%%

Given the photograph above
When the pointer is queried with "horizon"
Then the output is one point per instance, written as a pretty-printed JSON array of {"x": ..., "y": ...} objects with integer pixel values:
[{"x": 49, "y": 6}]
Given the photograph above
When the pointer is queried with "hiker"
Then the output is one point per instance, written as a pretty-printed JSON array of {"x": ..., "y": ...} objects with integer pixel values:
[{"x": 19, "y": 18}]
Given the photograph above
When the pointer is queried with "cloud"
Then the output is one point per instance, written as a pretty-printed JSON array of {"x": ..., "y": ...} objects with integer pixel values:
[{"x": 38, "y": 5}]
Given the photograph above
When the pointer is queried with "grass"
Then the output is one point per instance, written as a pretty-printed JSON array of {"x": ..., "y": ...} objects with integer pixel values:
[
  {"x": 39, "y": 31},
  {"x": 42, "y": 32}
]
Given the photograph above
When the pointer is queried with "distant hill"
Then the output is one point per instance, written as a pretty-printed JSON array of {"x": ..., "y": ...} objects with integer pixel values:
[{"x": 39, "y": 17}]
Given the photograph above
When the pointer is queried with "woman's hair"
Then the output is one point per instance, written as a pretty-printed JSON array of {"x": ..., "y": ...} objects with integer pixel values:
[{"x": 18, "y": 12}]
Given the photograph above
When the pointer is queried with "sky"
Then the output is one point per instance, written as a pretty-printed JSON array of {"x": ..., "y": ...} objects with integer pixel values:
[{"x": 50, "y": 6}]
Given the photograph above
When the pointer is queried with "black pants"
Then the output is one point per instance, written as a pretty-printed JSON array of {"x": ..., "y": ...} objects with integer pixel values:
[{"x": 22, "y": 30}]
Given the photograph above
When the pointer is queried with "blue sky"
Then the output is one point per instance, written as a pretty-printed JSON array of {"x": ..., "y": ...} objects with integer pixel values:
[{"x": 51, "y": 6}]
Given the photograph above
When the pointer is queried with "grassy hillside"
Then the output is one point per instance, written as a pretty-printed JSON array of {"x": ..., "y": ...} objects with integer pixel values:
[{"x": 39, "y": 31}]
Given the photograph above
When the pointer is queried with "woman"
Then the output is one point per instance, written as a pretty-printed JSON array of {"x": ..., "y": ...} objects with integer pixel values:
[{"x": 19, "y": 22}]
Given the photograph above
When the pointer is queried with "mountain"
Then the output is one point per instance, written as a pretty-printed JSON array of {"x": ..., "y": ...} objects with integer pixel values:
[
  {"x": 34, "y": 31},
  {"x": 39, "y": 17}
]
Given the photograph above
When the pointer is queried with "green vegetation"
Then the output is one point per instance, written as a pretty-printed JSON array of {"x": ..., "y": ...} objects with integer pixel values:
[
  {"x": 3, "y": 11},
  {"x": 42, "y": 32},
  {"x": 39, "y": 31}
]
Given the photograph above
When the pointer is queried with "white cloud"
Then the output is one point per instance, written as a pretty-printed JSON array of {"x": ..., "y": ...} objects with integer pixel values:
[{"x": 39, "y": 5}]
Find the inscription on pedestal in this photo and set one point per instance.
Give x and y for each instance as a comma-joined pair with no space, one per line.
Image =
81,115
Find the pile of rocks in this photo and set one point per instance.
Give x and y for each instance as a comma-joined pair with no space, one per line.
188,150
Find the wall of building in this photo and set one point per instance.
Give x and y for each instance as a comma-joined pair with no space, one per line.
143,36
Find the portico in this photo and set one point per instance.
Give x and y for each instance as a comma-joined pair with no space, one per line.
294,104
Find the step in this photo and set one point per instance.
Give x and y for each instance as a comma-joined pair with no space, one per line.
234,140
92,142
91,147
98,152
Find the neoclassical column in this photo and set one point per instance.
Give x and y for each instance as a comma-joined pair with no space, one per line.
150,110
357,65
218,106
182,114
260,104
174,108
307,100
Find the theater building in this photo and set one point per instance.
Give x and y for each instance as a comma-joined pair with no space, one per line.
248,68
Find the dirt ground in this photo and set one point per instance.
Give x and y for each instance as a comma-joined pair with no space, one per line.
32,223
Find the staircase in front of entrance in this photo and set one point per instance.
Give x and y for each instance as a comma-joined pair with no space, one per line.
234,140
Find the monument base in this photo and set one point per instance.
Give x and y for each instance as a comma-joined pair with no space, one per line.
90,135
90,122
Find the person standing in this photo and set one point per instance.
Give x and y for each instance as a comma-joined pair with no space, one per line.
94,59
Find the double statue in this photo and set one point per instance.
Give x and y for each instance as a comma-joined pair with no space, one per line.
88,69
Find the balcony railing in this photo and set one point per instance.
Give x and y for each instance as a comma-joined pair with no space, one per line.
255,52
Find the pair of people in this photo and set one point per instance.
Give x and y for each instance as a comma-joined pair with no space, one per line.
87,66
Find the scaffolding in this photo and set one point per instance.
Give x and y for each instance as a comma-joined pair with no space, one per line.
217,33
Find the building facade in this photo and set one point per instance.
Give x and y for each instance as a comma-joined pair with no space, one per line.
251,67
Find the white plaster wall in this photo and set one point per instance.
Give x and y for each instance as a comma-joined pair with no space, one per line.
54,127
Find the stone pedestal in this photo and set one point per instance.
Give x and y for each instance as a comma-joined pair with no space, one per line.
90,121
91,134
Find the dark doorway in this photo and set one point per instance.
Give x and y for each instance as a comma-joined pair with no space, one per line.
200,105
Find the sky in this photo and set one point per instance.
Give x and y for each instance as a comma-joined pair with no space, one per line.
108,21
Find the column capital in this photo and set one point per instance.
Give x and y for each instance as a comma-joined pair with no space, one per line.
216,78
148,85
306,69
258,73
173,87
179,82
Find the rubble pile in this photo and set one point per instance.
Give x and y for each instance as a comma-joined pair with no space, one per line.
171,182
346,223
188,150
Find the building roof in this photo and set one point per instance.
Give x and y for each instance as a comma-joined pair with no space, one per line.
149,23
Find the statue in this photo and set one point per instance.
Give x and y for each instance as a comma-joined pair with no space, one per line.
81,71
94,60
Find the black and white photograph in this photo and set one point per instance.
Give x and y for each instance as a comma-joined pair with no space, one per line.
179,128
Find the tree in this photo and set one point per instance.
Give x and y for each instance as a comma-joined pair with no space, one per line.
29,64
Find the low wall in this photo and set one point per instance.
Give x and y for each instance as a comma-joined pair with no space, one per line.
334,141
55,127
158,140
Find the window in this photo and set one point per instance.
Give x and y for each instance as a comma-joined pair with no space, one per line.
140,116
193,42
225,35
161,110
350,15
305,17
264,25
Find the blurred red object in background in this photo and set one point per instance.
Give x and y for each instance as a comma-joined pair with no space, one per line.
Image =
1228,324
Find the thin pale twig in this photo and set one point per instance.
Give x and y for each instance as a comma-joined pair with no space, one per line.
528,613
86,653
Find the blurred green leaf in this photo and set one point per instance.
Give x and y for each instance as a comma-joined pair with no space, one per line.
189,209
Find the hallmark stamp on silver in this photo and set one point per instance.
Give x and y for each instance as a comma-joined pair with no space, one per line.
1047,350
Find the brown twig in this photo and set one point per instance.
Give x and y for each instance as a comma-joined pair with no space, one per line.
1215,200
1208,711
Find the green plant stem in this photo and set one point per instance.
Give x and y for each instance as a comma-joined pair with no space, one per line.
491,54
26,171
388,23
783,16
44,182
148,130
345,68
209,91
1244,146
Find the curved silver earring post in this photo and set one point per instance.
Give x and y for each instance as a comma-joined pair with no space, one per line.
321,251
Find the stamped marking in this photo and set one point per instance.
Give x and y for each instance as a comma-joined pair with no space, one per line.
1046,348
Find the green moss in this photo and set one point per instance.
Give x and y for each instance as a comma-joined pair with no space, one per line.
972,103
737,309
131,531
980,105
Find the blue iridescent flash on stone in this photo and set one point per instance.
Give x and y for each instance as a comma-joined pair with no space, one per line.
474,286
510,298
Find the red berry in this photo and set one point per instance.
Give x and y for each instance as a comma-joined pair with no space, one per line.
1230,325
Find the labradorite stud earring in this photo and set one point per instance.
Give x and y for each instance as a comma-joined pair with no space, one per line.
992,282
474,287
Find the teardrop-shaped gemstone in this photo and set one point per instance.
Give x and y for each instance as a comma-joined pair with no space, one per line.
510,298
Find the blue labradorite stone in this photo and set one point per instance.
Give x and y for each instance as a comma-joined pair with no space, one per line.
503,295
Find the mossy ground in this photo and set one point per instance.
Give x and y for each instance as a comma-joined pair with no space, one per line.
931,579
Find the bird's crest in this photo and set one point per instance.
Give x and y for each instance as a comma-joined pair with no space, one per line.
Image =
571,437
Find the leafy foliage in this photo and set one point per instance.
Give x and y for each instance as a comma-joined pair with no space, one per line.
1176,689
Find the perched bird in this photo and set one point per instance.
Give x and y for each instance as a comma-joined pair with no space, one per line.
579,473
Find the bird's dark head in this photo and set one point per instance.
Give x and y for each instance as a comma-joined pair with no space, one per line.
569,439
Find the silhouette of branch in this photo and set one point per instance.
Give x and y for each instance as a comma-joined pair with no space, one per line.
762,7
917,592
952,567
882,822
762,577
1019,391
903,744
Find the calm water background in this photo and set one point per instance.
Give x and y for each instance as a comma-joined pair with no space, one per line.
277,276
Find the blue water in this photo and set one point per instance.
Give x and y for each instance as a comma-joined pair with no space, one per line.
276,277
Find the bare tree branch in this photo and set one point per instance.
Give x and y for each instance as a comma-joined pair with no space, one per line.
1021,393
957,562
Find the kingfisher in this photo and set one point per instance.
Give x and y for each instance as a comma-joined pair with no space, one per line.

%%

(What is expected): Find and copy each line of the data where "pile" is present.

(Response):
Find the pile of rocks in this photo and set one point per instance.
Find the rubble pile in this photo and set one point per instance.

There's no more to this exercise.